▸ **What this task involves**: Count the lines of the records below that contain the string "segment", matching case exactly, and give only the number.

▸ **Data listing**:
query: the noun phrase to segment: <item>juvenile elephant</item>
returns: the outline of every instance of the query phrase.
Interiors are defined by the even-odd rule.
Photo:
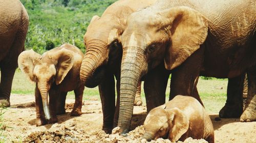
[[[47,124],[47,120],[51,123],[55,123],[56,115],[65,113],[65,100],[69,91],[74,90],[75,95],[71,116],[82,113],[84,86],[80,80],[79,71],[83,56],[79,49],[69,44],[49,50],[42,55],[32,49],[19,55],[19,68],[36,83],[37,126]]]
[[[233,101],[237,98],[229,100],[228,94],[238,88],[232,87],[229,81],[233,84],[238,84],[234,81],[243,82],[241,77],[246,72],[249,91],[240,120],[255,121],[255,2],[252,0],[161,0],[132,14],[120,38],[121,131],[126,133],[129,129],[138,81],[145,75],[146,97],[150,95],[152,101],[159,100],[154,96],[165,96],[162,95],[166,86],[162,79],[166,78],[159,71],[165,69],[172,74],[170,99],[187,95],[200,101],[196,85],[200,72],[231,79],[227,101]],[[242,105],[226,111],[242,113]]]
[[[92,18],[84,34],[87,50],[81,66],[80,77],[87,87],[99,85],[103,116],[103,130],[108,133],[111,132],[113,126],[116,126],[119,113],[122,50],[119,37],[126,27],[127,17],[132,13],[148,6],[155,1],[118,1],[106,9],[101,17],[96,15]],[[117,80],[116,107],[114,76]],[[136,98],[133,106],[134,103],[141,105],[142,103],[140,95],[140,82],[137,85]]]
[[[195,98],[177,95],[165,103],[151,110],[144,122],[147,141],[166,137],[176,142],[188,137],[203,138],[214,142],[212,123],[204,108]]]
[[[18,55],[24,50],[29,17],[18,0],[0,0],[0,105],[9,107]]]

* * *

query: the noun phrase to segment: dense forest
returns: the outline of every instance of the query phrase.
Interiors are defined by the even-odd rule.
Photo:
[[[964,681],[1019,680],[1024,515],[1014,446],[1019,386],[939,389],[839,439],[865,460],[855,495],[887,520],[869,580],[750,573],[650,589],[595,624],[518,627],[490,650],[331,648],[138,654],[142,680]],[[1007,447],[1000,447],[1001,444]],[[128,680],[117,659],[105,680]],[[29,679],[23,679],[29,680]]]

▸ **Output for this exercise**: 2